• Exercice écrit 1
Repérez chaque ligne des enregistrements où figure le mot « Target », puis recopiez-les toutes.

Ce Mémoire de stage a été réalisé dans le cadre de la validation d’un Mastère de Journalisme multisupports Spécialité Journalisme International.
Les propos de ce mémoire n’engagent que son auteure.
Introduction :
Depuis quelques années, la société irlandaise connaît une période de mutation, peut-être la plus importante depuis son indépendance en 1921. Elle a été secouée en 2015 par le « oui » au référendum sur le mariage homosexuel et est aujourd’hui agitée par les débats sur la légalisation de l’avortement. Il faut bien mesurer le tournant que connaît cette société qui a dépénalisé l’homosexualité en 1993 seulement.
Ces questions de société sont très largement relayées sur les réseaux sociaux par les quelques 4 800 000 Irlandais. Ainsi, les pro-avortements ont lancé un hashtag (#repealthe8th) le 28 septembre dernier sur Twitter tandis que les anti-IVG ont une page Facebook intitulée Pro Life Campaign Ireland suivie par plus de 40 000 personnes. L’audience est potentiellement énorme.
Depuis quelques mois, un nouveau débat agite la société irlandaise et fait descendre les Irlandais dans la rue (ce qui est très rare) : la Water tax ou la taxe sur l’eau dont les Irlandais ne veulent pas entendre parler. Et les protestations prennent corps sur les réseaux sociaux. En mars 2015, 110 groupes Facebook avaient été crées pour relayer les horaires et vidéos de manifestations contre la Water tax.
Nous voyons bien dans le cas présent le rôle que les réseaux sociaux peuvent jouer dans les débats de société. D’autant plus que les Irlandais forment un peuple très connecté. Selon une enquête de l’organisme de statistiques, StatCounter, les Irlandais sont ceux qui utilisent le plus, en Europe, leur téléphone pour surfer sur le web. La proportion du trafic internet via les mobiles est environ un tiers plus élevé que la moyenne européenne et un quart plus important que leur voisin britannique. Même si les ordinateurs sont de plus en plus délaissés en faveur des téléphones et des tablettes, 82 % des ménages irlandais ont accès à Internet en 2014 selon le Central Statistics Office.

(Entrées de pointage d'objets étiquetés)
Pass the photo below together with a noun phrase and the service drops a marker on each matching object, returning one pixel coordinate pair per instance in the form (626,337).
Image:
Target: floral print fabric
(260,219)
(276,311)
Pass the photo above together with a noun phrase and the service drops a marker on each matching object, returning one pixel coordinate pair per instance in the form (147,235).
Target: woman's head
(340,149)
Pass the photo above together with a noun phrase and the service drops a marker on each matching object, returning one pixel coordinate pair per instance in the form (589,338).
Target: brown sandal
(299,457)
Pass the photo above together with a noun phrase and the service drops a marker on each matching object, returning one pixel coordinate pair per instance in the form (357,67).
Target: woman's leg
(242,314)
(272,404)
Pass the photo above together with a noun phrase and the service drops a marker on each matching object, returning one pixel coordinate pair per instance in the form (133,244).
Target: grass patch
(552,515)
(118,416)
* * *
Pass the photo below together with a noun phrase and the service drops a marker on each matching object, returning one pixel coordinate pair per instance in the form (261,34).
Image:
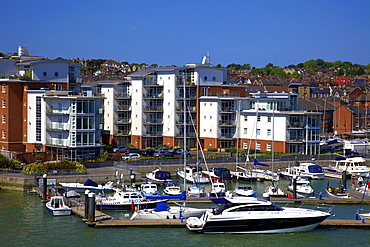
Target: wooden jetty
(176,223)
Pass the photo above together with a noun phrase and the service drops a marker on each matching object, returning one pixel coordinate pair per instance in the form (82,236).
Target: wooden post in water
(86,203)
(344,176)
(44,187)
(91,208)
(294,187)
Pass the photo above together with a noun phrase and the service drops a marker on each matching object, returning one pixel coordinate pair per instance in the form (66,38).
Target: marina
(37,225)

• Exercice écrit 2
Quelles années sont citées dans l'extrait sur la société irlandaise ?

• Réponse complète 1
Target: floral print fabric
Target: woman's head
Target: brown sandal
Target: woman's leg
Target: grass patch
Target: wooden jetty
Target: wooden post in water
Target: marina

• Réponse complète 2
1921, 2015, 1993 et 2014.